# Job:
Rescale the data from its first line through the line that contains "point(530, 305)". Write out every line in that span again, requests included, with each point coordinate multiplied by 0.25 and rounded to a whole number, halves rounding up.

# Dataset extract:
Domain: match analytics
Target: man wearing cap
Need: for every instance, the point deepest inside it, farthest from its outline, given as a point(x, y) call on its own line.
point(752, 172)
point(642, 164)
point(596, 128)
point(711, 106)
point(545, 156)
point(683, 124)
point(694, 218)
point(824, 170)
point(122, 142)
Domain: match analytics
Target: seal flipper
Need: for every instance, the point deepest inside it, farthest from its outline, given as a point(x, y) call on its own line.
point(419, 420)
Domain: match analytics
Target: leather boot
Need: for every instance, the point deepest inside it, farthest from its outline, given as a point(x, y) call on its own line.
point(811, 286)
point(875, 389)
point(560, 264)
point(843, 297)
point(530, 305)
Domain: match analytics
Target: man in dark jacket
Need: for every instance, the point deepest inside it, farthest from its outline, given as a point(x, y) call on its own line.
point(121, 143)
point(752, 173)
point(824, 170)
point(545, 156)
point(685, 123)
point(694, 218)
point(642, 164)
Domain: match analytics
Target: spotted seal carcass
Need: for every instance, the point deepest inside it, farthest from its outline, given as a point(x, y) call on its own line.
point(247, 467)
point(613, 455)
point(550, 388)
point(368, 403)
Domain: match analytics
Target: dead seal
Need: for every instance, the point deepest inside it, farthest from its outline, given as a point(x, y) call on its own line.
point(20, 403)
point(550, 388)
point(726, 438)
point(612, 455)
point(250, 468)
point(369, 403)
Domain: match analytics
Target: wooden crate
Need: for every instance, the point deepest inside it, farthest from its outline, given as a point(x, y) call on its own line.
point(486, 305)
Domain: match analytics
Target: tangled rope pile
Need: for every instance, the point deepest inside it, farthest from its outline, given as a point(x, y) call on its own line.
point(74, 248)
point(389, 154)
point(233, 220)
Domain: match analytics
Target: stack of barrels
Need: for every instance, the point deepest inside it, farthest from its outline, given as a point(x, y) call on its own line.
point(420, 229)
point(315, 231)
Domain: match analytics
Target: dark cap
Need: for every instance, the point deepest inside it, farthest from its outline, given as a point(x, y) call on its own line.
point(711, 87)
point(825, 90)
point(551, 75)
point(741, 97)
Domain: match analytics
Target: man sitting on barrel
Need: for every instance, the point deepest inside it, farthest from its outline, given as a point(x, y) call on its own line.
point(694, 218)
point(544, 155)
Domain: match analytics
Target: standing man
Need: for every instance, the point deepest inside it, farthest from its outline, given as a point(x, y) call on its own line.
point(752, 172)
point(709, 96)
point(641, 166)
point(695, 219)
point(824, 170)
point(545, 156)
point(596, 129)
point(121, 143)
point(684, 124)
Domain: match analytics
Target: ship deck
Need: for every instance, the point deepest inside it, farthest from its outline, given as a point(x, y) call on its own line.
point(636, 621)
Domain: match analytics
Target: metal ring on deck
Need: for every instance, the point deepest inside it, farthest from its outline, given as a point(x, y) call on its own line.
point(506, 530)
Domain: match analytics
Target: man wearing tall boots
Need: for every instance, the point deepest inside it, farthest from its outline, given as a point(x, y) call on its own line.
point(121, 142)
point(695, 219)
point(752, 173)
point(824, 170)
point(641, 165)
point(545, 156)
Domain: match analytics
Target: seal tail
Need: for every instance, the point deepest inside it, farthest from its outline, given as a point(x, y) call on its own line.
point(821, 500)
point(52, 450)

# Exercise output:
Domain: match analytics
Target: man wearing cap
Need: for every instance, the point deepest inside it, farthest from its outline, given as a point(x, y) call on its own line.
point(188, 43)
point(161, 41)
point(149, 32)
point(178, 27)
point(136, 39)
point(171, 31)
point(174, 55)
point(206, 43)
point(31, 36)
Domain: match analytics
Target: seal flipper
Need: for every instance, the point deepest inside it, farthest from its outline, given as a point(x, y) call on its own line.
point(105, 105)
Domain: match analytics
Target: leather boot
Need: for every instance, the point deepest inside it, farthest from its outline, given as a point(x, y) call on its own line.
point(203, 72)
point(219, 97)
point(140, 66)
point(211, 74)
point(133, 76)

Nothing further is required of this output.